*Texte fourni*.
++++++++

Avec un nouvel album annonçant une volonté de renouvellement musical, The Jesus and Mary Chain nous ont offert samedi soir un concert impeccable, avec un son certes beaucoup moins « noise », mais une pléthore de chansons idéales.
Et voilà ce qui est arrivé : Glasgow Eyes, le dernier album de The Jesus and Mary Chain, a changé la donne. Sept ans après un Damage and Joy décevant parce qu’il recopiait une fois de plus les recettes forcément affadies que Jim et William Reid avaient inventées en 1985, Glasgow Eyes abandonnait largement le « noise », se faisait franchement « pop », et osait même çà et là les synthés. De quoi nous redonner envie de voir sur scène, encore une fois, les affreux – et chéris, admettons-le – frères Reid, avec l’espoir inavouable d’être reconquis par ce groupe qui, quarante ans plus tôt, était, avec leurs collègues et opposés The Smiths, ce qui se faisait de mieux sur la planète rock’n’roll.

++++++++

*Matériel recueilli*.
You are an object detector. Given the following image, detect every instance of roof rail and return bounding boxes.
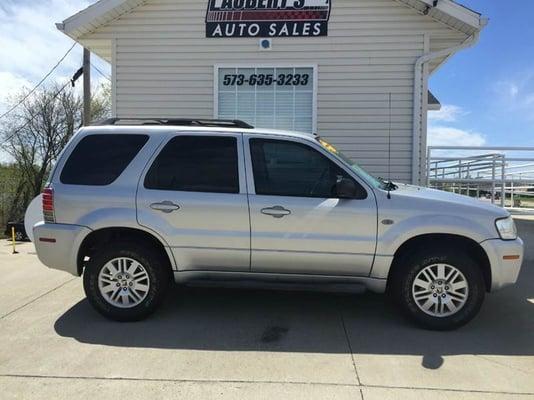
[93,118,254,129]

++++++++

*Consigne à traiter 1*.
Indiquez si chacune des affirmations suivantes concorde avec la critique du concert de The Jesus and Mary Chain, en répondant par oui ou par non et en citant les mots du texte qui permettent de trancher.
(a) Damage and Joy est sorti sept ans avant Glasgow Eyes.
(b) Glasgow Eyes conserve le son « noise » des débuts du groupe.
(c) Le concert a eu lieu un samedi soir.
*Consigne à traiter 2*.
Répondez brièvement aux questions suivantes à l'aide de la critique du concert de The Jesus and Mary Chain.
(a) En quelle année Jim et William Reid ont-ils inventé leurs recettes ?
(b) Quel groupe le texte présente-t-il comme les collègues et opposés des frères Reid ?
(c) Qu'est-ce que Glasgow Eyes osait çà et là ?
*Consigne à traiter 3*. Rédigez la suite de la critique du concert de The Jesus and Mary Chain, à partir de sa dernière phrase.

*Corrigé de l'exercice 1*.
(a) Oui : « Sept ans après un Damage and Joy décevant ».
(b) Non : « Glasgow Eyes abandonnait largement le « noise » ».
(c) Oui : « nous ont offert samedi soir un concert impeccable ».

*Corrigé de l'exercice 2*.
(a) En 1985.
(b) The Smiths.
(c) Les synthés.

*Corrigé de l'exercice 3*.
19h30 : Le concert est complet, mais le public, largement… « âgé », arrivera tard, profitant sans doute des températures estivales en prolongeant un après-midi barbecue dans le pavillon de banlieue, ou en profitant d’un début de soirée apéro à la terrasse d’un bar. Les Londoniens de deathcrash joueront donc devant un auditoire encore modeste. Le set démarre sur une chanson lente, c’est inhabituel. La voix de Tiernan Banks est délicate, mais rappelle pas mal de chanteurs anglais délicats eux aussi, dans un registre indie rock un peu bucolique, assez morne, et aussi pas mal coincé. Bon. Le second titre a exactement le même tempo, avec des vocaux, euh… délicats. Pendant vingt-deux secondes, ça s’énerve un peu, avant de revenir à de la… délicatesse. Le troisième titre est une chanson… calme, chantée avec une indéniable… délicatesse… qui s’excite pendant vingt-quatre secondes avant la fin. Au bout d’un moment, il y a enfin un morceau (American Metal, croit-on) qui commence… calmement et délicatement… avant un long et bruitiste crescendo fort plaisant, qui réveille les nombreux spectateurs assoupis dans la salle : on comprend pendant quelques instants les comparaisons avec Mogwai, tout en se disant qu’il ne faut rien exagérer. Dans la chanson suivante (Wrestle with Jimmy), le bassiste récite le texte, ce qui nous change agréablement de la voix… délicate de Tiernan, et puis le batteur se met à hurler comme s’il jouait du death metal, à moins qu’il ne se soit fait mal, le pauvre. Bon, on rigole, mais c’est la meilleure chanson du set de 35 minutes. Tout retourne ensuite à la normale avec une dernière chanson, calme et délicate. Ce n’est pas pour enfoncer le clou dans un cercueil déjà bien fermé, mais « deathcrash » nous semble un nom peu approprié pour un groupe qu’on aurait plutôt baptisé « Calm and Delicate (and Boring) ». On dit ça, on ne dit rien.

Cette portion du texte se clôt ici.